> **Kutipan Halaman**:
»»

ENOLA GAY tiba kemarin pagi. Di halaman pertama saya menemukan tandatangan sang penulis, Paul W. Tibbets, tertanggal 9-12-02 dengan tinta biru.
Saya sedang terburu-buru dan tak punya banyak waktu. Maka di lobby Hale Manoa saya bolak-balik halaman demi halaman, meneliti daftar isi, lalu membaca bab paling akhir: 44 Epilog.
Pada bagian awal bab itu, Tibbets mengutip pidato Perdana Menteri Inggris, Winston S. Churchill, tanggal 16 Agustus 1945 di depan parlemen Inggris.
“There are voices, which assert that the bomb should never have been used at all. I cannot associate myself with such ideas. Six year of total war have convinced most people that had the Germans or the Japanese discover this new weapon, they would have used it upon us to our complete destruction with utmost alacrity. I am surprised that very worthy people, that people who in most cases had had no intention of proceeding to the Japanese front themselves, should adopt the position that, rather than throws this bomb, we should have sacrificed a million American and a quarter million British in the desperate battle and massacre of an invasion of Japan.
Future generations will judge these dire decisions, and I believe if they find themselves dwelling in a happier world from which world has been banished, and where freedom reigns, they will not condemn those who struggled for their benefit amid the horrors and the miseries of this gruesome and ferocious epoch.”
Menjatuhkan bom atom di Hiroshima dan Nagasaki bagi orang-orang seperti Churchill adalah sebuah pilihan klasik dalam perang: dibunuh atau membunuh.
Faktanya, kedua bomb itu menjadi babak penutup Perang Dunia Kedua. Jumlah orang yang tewas pun menjadi tak penting lagi; kelak ia hanya sekadar menjadi bagian dari cerita di masa lalu.

««

> **Daftar Tugas**:
**A)** Jawablah pertanyaan berikut berdasarkan kutipan halaman.
(i) Siapa yang menandatangani halaman pertama buku itu, dan tanggal berapa yang tertera?
(ii) Bab apa yang dibaca paling akhir di lobby Hale Manoa?
(iii) Pada tanggal berapa Churchill menyampaikan pidato di depan parlemen Inggris?
**B)** Sebutkan semua sebutan bangsa berbahasa Inggris yang muncul dalam pidato Churchill pada kutipan halaman, sesuai tulisan aslinya.
**C)** Salin persis bagian kutipan halaman mulai dari "Future generations will" hingga dan termasuk "di masa lalu.".

> **Blok Data**:
»»

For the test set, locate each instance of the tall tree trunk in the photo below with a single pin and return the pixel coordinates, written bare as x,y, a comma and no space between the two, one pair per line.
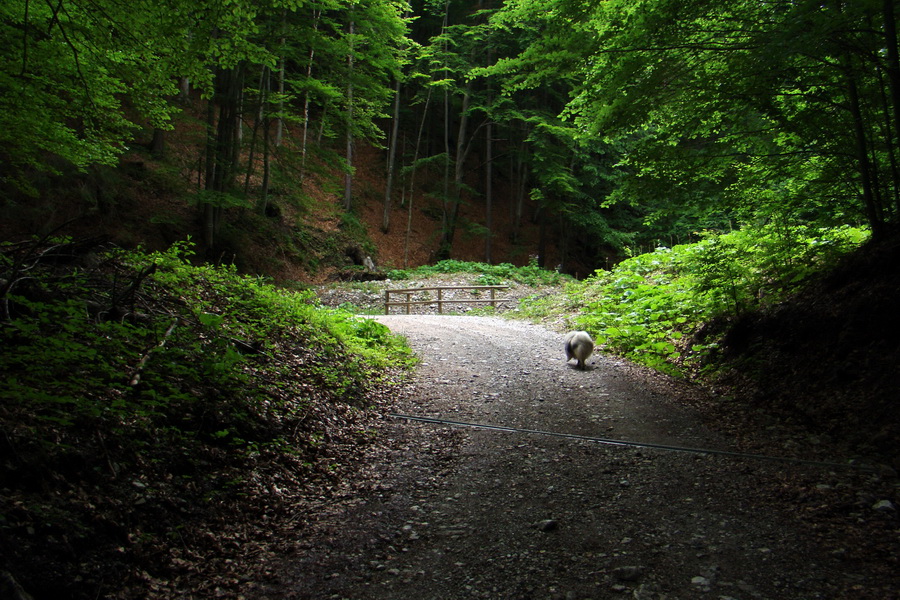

««

> **Hasil Berurutan**:
**A)**
(i) Paul W. Tibbets, dengan tanggal 9-12-02.
(ii) Bab 44, Epilog.
(iii) 16 Agustus 1945.

**B)** Germans, Japanese, American, British

**C)**
Future generations will judge these dire decisions, and I believe if they find themselves dwelling in a happier world from which world has been banished, and where freedom reigns, they will not condemn those who struggled for their benefit amid the horrors and the miseries of this gruesome and ferocious epoch.”
Menjatuhkan bom atom di Hiroshima dan Nagasaki bagi orang-orang seperti Churchill adalah sebuah pilihan klasik dalam perang: dibunuh atau membunuh.
Faktanya, kedua bomb itu menjadi babak penutup Perang Dunia Kedua. Jumlah orang yang tewas pun menjadi tak penting lagi; kelak ia hanya sekadar menjadi bagian dari cerita di masa lalu.